Segment Open

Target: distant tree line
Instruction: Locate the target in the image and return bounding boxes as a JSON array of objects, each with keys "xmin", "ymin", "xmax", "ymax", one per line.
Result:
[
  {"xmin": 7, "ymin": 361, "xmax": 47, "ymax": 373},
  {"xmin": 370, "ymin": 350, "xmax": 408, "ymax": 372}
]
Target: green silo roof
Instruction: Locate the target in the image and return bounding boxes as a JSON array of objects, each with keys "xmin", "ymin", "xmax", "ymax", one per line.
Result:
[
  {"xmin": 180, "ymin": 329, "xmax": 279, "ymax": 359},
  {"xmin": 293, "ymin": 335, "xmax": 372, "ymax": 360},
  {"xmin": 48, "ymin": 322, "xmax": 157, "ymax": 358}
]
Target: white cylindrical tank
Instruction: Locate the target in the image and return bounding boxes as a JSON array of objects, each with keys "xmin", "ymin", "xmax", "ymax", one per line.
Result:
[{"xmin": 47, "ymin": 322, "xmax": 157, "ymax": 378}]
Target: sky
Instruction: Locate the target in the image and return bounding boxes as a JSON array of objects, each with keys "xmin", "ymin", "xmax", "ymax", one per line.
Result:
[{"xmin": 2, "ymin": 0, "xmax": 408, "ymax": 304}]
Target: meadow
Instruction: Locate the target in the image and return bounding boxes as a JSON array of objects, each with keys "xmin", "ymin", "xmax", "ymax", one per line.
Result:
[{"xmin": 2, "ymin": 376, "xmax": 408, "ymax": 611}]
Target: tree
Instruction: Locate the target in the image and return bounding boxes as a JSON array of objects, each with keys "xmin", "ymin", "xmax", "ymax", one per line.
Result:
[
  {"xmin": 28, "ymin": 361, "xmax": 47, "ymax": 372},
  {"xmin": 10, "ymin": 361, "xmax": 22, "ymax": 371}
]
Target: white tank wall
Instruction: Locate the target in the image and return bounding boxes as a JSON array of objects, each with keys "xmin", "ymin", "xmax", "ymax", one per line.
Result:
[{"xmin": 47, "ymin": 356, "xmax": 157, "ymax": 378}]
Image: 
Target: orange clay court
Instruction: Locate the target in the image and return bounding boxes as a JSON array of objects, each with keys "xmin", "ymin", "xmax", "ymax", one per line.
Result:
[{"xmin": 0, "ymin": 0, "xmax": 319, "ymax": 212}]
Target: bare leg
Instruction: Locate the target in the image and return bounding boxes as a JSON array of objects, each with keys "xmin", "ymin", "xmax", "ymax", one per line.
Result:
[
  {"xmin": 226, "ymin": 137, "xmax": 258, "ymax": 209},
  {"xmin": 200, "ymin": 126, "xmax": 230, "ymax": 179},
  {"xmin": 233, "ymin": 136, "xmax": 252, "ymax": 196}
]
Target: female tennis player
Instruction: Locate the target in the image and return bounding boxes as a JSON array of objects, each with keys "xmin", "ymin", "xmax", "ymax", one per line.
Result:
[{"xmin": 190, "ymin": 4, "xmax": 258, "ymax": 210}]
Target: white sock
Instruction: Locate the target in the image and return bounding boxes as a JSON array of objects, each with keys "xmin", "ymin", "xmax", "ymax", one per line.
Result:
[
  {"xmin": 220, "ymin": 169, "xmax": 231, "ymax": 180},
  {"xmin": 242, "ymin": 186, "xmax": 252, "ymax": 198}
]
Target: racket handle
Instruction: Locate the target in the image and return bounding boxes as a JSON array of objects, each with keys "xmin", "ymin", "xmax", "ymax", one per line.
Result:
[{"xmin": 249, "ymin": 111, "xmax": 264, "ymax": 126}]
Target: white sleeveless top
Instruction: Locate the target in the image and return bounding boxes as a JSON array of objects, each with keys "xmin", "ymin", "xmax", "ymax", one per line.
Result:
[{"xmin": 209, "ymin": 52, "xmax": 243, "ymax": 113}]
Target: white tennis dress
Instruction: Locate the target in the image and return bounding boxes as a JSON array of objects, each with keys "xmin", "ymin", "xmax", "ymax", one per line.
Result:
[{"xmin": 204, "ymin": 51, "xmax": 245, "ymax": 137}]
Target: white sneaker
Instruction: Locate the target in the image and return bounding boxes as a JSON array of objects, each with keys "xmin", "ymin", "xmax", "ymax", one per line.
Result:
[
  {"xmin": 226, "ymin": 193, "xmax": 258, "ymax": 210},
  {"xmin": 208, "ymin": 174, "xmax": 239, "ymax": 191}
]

Segment Closed

_WORK TO BE COMPLETED_
Print all the records exactly as written.

_EXPECTED ANSWER_
Target: distant tree line
Instruction: Locate the target in the image and return bounding boxes as a JSON array of objects, each with keys "xmin", "ymin", "xmax", "ymax", one per line.
Result:
[
  {"xmin": 7, "ymin": 361, "xmax": 47, "ymax": 373},
  {"xmin": 370, "ymin": 350, "xmax": 408, "ymax": 372}
]
Target: green silo roof
Instruction: Locate the target in the image and return bounding boxes as a JSON array of objects, each with keys "xmin", "ymin", "xmax", "ymax", one per line.
Result:
[
  {"xmin": 180, "ymin": 329, "xmax": 279, "ymax": 359},
  {"xmin": 293, "ymin": 335, "xmax": 372, "ymax": 360},
  {"xmin": 48, "ymin": 322, "xmax": 157, "ymax": 358}
]
Target: white cylindrical tank
Instruction: Locate the target in the image and return bounding boxes as a JSON array of objects, each with keys "xmin", "ymin", "xmax", "ymax", one per line.
Result:
[{"xmin": 47, "ymin": 322, "xmax": 157, "ymax": 378}]
Target: sky
Instruction: Locate the target in the image and return bounding boxes as a JSON array of objects, each with keys "xmin", "ymin", "xmax", "ymax", one per line.
Result:
[{"xmin": 2, "ymin": 0, "xmax": 408, "ymax": 304}]
Target: meadow
Instruction: Locate the target in the image and return bounding boxes as a JSON array of objects, each with keys "xmin", "ymin", "xmax", "ymax", one per line.
Result:
[{"xmin": 2, "ymin": 376, "xmax": 408, "ymax": 611}]
Target: tree
Instruction: Locate the target in the image and return bounding boxes as a JSON array of objects, each with keys "xmin", "ymin", "xmax", "ymax", one per line.
Result:
[
  {"xmin": 28, "ymin": 361, "xmax": 47, "ymax": 372},
  {"xmin": 10, "ymin": 361, "xmax": 22, "ymax": 371}
]
Target: white tank wall
Instruction: Locate the target in the image and return bounding boxes as a JSON array of objects, each with keys "xmin", "ymin", "xmax", "ymax", one per line.
Result:
[{"xmin": 47, "ymin": 356, "xmax": 157, "ymax": 378}]
Image: 
Target: orange clay court
Instruction: Locate the target in the image and return bounding boxes as a JSON array of objects, each with keys "xmin", "ymin", "xmax", "ymax", one per line.
Result:
[{"xmin": 0, "ymin": 0, "xmax": 319, "ymax": 212}]
Target: bare leg
Instruction: Locate the target in the image and return bounding boxes as a JSON array of objects, each with keys "xmin", "ymin", "xmax", "ymax", one per line.
Result:
[
  {"xmin": 226, "ymin": 137, "xmax": 258, "ymax": 209},
  {"xmin": 200, "ymin": 126, "xmax": 230, "ymax": 179},
  {"xmin": 233, "ymin": 136, "xmax": 252, "ymax": 196}
]
Target: female tennis player
Instruction: Locate the target in the image and return bounding boxes as a JSON array of objects, each with keys "xmin", "ymin", "xmax", "ymax", one per line.
Result:
[{"xmin": 190, "ymin": 4, "xmax": 258, "ymax": 210}]
Target: white sock
Instruction: Locate the target in the image and return bounding boxes as a JSON array of objects, each with keys "xmin", "ymin", "xmax", "ymax", one per line.
Result:
[
  {"xmin": 220, "ymin": 169, "xmax": 231, "ymax": 180},
  {"xmin": 242, "ymin": 186, "xmax": 252, "ymax": 198}
]
Target: racket handle
Instruction: Locate the target in the image and return bounding boxes as a JSON array of objects, each with keys "xmin", "ymin", "xmax", "ymax", one per line.
Result:
[{"xmin": 249, "ymin": 111, "xmax": 264, "ymax": 126}]
Target: white sleeveless top
Instruction: Locate the target in the image and return bounding boxes as a JSON array of objects, each with keys "xmin", "ymin", "xmax", "ymax", one per line.
Result:
[{"xmin": 209, "ymin": 52, "xmax": 243, "ymax": 113}]
Target: white tennis dress
Instruction: Locate the target in the image and return bounding boxes as a JSON array of objects, each with keys "xmin", "ymin", "xmax", "ymax", one per line.
Result:
[{"xmin": 204, "ymin": 51, "xmax": 245, "ymax": 137}]
Target: white sneaker
Instruction: Locate the target in the image and return bounding boxes as a JSON array of objects, each with keys "xmin", "ymin", "xmax", "ymax", one per line.
Result:
[
  {"xmin": 226, "ymin": 193, "xmax": 258, "ymax": 210},
  {"xmin": 208, "ymin": 174, "xmax": 239, "ymax": 191}
]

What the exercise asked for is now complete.